> [Input data]:
-- Opening Marker --

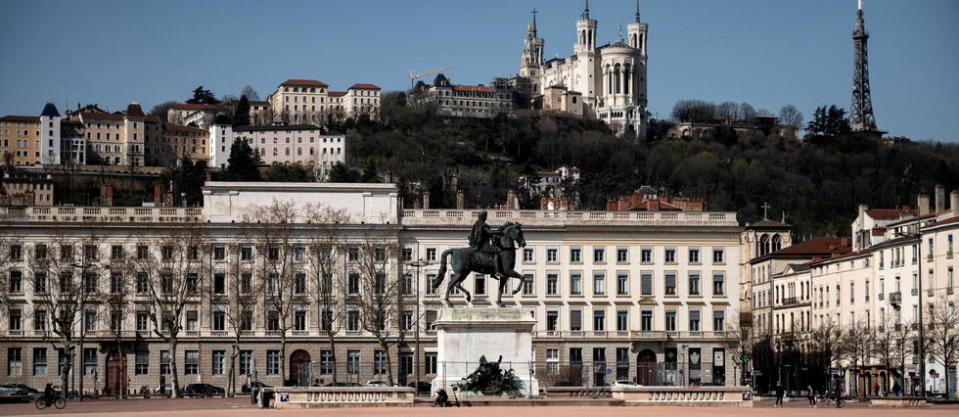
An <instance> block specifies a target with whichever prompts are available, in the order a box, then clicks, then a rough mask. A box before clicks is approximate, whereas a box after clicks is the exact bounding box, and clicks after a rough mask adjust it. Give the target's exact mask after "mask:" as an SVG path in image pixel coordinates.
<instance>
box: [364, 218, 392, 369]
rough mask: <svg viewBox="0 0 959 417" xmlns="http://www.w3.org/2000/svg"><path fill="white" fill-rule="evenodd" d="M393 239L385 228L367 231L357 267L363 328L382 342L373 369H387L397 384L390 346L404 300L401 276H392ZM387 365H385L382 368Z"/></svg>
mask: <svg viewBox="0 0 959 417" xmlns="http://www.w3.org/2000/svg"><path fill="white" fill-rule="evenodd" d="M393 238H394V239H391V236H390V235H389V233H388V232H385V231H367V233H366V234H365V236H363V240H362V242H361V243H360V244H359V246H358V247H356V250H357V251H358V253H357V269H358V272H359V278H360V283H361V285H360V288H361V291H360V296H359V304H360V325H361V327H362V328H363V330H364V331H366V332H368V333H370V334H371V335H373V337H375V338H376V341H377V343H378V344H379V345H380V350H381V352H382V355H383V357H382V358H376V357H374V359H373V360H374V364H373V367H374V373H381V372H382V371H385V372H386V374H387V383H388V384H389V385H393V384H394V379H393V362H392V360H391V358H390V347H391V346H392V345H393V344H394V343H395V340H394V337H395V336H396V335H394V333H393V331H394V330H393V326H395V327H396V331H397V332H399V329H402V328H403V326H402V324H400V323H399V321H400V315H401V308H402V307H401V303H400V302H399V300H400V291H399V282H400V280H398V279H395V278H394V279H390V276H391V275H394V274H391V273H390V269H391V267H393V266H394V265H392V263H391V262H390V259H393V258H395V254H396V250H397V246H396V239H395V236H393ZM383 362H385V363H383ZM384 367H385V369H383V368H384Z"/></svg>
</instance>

-- Closing Marker --

> [What is expected]: Without the pictures, repeat the listing above exactly.

> [Written response]:
An <instance> block specifies a target with whichever prompts are available, in the order a box, then clicks, then a rough mask. A box before clicks is approximate, whereas a box after clicks is the exact bounding box, and clicks after a rough mask adjust it. Give the target's exact mask after "mask:" as an SVG path in image pixel coordinates.
<instance>
box: [364, 218, 392, 369]
rough mask: <svg viewBox="0 0 959 417" xmlns="http://www.w3.org/2000/svg"><path fill="white" fill-rule="evenodd" d="M393 239L385 228L367 231L357 267L363 328L382 342L373 369H387L397 384L390 346L404 300L401 276H392ZM387 365H385L382 368Z"/></svg>
mask: <svg viewBox="0 0 959 417" xmlns="http://www.w3.org/2000/svg"><path fill="white" fill-rule="evenodd" d="M393 238H394V239H391V236H390V235H389V233H388V232H385V231H367V233H366V234H365V236H363V240H362V242H361V243H360V244H359V246H358V247H356V250H357V251H358V253H357V269H358V272H359V278H360V283H361V285H360V288H361V291H360V296H359V304H360V325H361V327H362V328H363V330H364V331H366V332H368V333H370V334H371V335H373V337H375V338H376V341H377V343H378V344H379V345H380V350H381V352H382V355H383V357H382V358H376V357H374V359H373V360H374V364H373V367H374V373H381V372H382V371H385V372H386V374H387V383H388V384H389V385H393V384H394V379H393V362H392V360H391V358H390V347H391V346H392V345H393V344H394V343H395V340H394V337H395V336H396V335H394V333H393V331H394V330H393V326H395V327H396V331H397V332H399V329H402V328H403V326H402V324H400V323H399V321H400V315H401V308H402V307H401V303H400V302H399V300H400V291H399V282H400V280H398V279H395V278H394V279H390V276H391V275H394V274H391V273H390V269H391V267H393V266H394V265H392V263H391V262H390V259H393V258H395V254H396V250H397V246H396V239H395V236H393ZM383 362H385V363H383ZM384 367H385V369H383V368H384Z"/></svg>
</instance>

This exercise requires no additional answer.